What the task asks: Every record should be copied exactly, except that pictures are to be omitted.

Extracted data:
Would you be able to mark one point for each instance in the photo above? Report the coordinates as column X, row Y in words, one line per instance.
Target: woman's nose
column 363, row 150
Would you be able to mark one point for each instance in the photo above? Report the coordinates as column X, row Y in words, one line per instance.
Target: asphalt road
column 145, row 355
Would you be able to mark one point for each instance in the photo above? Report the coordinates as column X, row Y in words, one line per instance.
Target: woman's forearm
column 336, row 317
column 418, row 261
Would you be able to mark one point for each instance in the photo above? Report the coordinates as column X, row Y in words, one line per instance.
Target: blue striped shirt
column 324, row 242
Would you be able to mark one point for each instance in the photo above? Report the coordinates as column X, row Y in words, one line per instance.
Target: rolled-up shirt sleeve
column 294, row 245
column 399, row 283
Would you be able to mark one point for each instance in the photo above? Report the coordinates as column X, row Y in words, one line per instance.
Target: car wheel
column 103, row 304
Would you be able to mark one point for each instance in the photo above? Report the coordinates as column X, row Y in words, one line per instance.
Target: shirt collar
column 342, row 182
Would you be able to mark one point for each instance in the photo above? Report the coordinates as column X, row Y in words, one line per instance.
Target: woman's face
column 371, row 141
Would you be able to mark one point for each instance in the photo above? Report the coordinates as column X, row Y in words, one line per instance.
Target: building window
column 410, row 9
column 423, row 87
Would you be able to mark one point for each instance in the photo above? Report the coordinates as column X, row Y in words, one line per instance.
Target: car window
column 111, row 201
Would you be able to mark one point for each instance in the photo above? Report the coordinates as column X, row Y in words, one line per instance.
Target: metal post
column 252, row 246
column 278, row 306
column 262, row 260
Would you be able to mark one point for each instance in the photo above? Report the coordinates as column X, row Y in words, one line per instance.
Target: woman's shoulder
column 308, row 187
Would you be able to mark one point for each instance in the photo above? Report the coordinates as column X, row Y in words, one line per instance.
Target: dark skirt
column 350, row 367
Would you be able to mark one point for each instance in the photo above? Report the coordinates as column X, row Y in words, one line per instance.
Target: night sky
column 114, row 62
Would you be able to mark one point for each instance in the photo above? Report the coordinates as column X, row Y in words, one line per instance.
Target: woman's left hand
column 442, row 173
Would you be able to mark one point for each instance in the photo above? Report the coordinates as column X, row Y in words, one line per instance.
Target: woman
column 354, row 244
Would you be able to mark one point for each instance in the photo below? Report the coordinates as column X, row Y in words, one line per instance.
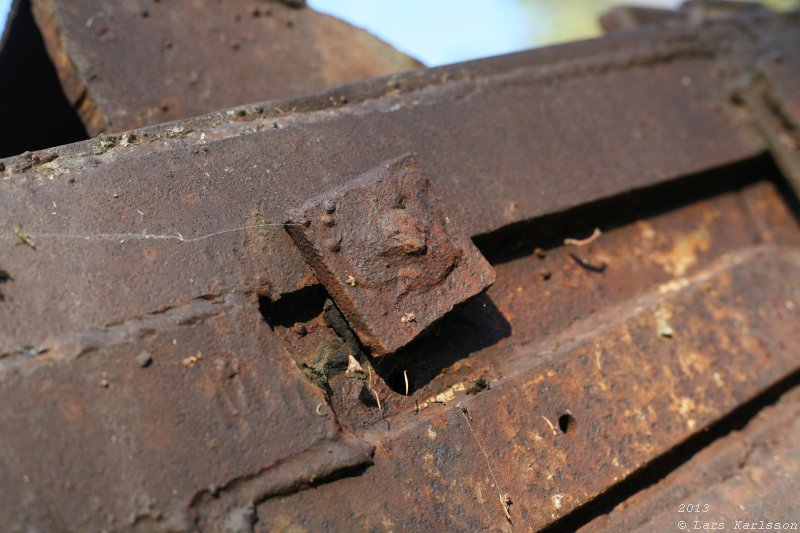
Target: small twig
column 504, row 498
column 374, row 393
column 20, row 237
column 583, row 242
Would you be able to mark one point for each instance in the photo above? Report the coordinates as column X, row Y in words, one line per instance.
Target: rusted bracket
column 387, row 252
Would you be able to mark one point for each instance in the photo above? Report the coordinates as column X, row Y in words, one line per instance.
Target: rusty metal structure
column 377, row 307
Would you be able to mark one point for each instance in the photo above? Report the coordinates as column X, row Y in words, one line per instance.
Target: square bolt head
column 388, row 254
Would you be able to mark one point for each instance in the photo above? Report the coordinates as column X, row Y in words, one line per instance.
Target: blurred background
column 438, row 32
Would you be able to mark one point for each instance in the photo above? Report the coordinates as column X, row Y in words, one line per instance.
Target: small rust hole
column 566, row 423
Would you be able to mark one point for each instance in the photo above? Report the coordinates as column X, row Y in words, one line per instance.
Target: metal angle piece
column 384, row 248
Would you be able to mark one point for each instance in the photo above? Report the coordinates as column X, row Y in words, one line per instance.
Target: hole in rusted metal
column 545, row 233
column 467, row 329
column 566, row 423
column 294, row 308
column 41, row 116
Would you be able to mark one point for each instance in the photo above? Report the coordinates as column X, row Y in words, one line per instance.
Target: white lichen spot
column 557, row 500
column 431, row 433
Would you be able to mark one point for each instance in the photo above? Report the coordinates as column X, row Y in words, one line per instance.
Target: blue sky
column 446, row 31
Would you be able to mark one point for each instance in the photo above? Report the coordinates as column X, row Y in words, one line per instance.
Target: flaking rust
column 393, row 261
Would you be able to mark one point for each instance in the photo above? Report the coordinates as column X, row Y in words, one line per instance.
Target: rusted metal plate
column 161, row 424
column 391, row 259
column 571, row 412
column 772, row 96
column 595, row 359
column 748, row 480
column 126, row 65
column 186, row 210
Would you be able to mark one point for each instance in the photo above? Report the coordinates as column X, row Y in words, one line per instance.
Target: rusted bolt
column 144, row 359
column 408, row 317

Written reply:
Would you be able to mark one point for each instance in the photo above? Report the coordinates as column X, row Y in words, one line per instance.
Target: woman's nose
column 363, row 150
Would you be able to mark one point for each instance in the photo above? Report the coordinates as column X, row Y in words, one line per instance.
Target: asphalt road
column 145, row 355
Would you be able to mark one point for each instance in the photo above? Report the coordinates as column X, row Y in words, one line per instance.
Target: woman's forearm
column 336, row 317
column 418, row 261
Would you be able to mark one point for each instance in the photo above? Report the coordinates as column X, row Y in words, one line per instance.
Target: blue striped shirt
column 324, row 242
Would you be able to mark one point for each instance in the photo above? Report the coordinates as column X, row Y in words, one line per instance.
Target: rolled-up shirt sleeve
column 294, row 245
column 399, row 283
Would you be able to mark one point for each instance in the photo above? Report the coordinates as column X, row Y in words, one line per instance.
Target: car wheel
column 103, row 304
Would you be able to mark one point for each instance in the photo above? Report the coordinates as column X, row Y in words, one line per instance.
Target: shirt collar
column 342, row 182
Would you be able to mark one point for each instance in the photo above? Report the coordinates as column X, row Y in words, one line per instance.
Target: woman's face
column 371, row 141
Would you be able to mark one point for each instance in the photo above? Report the coordinates as column X, row Y in words, one line per instance.
Target: building window
column 410, row 9
column 423, row 87
Would you be able to mark one point for each instance in the photo above? Report the coordinates as column X, row Y in words, one line per instance.
Target: car window
column 111, row 201
Would you be able to mark one point for each instance in the photo above? Report the coordinates as column X, row Y in words, one line per instance.
Target: metal post
column 252, row 246
column 278, row 306
column 262, row 260
Would you be able to mark one point for each instance in the photo above? Report the coordinates as column X, row Y in words, one line per instance.
Target: woman's shoulder
column 308, row 187
Would you be able to mark one point for each instance in the photo above? Report the coordinates as column X, row Y in words, one line per instance.
Target: dark skirt
column 350, row 367
Would you be able to mark one point for each instance in the photo above? Report the coordinates as column X, row Y in words, one line per instance.
Target: night sky
column 114, row 62
Would you be able to mark one point for each instance in the photo above? Report the coordinates as column X, row Y in words, one line per instance.
Target: woman's left hand
column 442, row 173
Would you be able to mark one point for each instance in the photo above? Report the coordinates as column X, row Y in words, one line per instance.
Target: woman
column 354, row 244
Would you be able to mark one point for each instance in the photo below? Report the coordinates as column X, row Y in words, one line per instance.
Target: small twig
column 504, row 498
column 374, row 393
column 20, row 237
column 583, row 242
Would you be able to mark one point for each instance in the photo above? Report the coordinates as column X, row Y in words, one line per instance.
Target: rusted bracket
column 387, row 252
Would you be able to mark one point for each instance in the photo above? Report the coordinates as column X, row Y in words, one line per instance.
Target: rusty metal structure
column 377, row 307
Would you be able to mark one point for each instance in the photo above? Report the coordinates as column X, row Y in words, one line per instance.
Target: square bolt head
column 388, row 254
Would you be able to mark one point for each instance in the photo above? Report the coordinates as column X, row Y in words, one line per instance.
Target: blurred background
column 438, row 32
Would you be able to mark one point for each instance in the photo above? Report the coordinates as column X, row Y in words, one line per instance.
Target: small rust hole
column 566, row 423
Would you be able to mark one point for each instance in the photo above? Report the coordinates as column X, row Y in words, one line per instance.
Target: metal angle piece
column 384, row 248
Would you be able to mark one point for each instance in the photo above? Report the coordinates as column X, row Y in words, one line per instance.
Target: hole in rusted metal
column 545, row 233
column 467, row 329
column 566, row 423
column 294, row 308
column 41, row 116
Would you be able to mark one point for each instance in the photo above? Report the coordinates as column X, row Y in words, one line per instance.
Target: white lichen spot
column 557, row 500
column 431, row 433
Would you be able to mark one point for each instance in the photo above? Report the coordinates as column X, row Y in words, one line per instance.
Target: blue sky
column 446, row 31
Would you be able to mark one point for each instance in the photo above? Report the coordinates as column X, row Y in words, one line per instance.
Target: flaking rust
column 393, row 261
Would you be able to mark one point for each instance in the photo above? Report the coordinates as column X, row Y in words, one line per instance.
Target: rusted metal plate
column 161, row 424
column 391, row 259
column 571, row 412
column 772, row 96
column 595, row 359
column 748, row 480
column 126, row 65
column 186, row 210
Would you be able to mark one point for each instance in the photo above? Report the coordinates as column X, row Y in words, one line per instance.
Target: rusted bolt
column 144, row 359
column 408, row 317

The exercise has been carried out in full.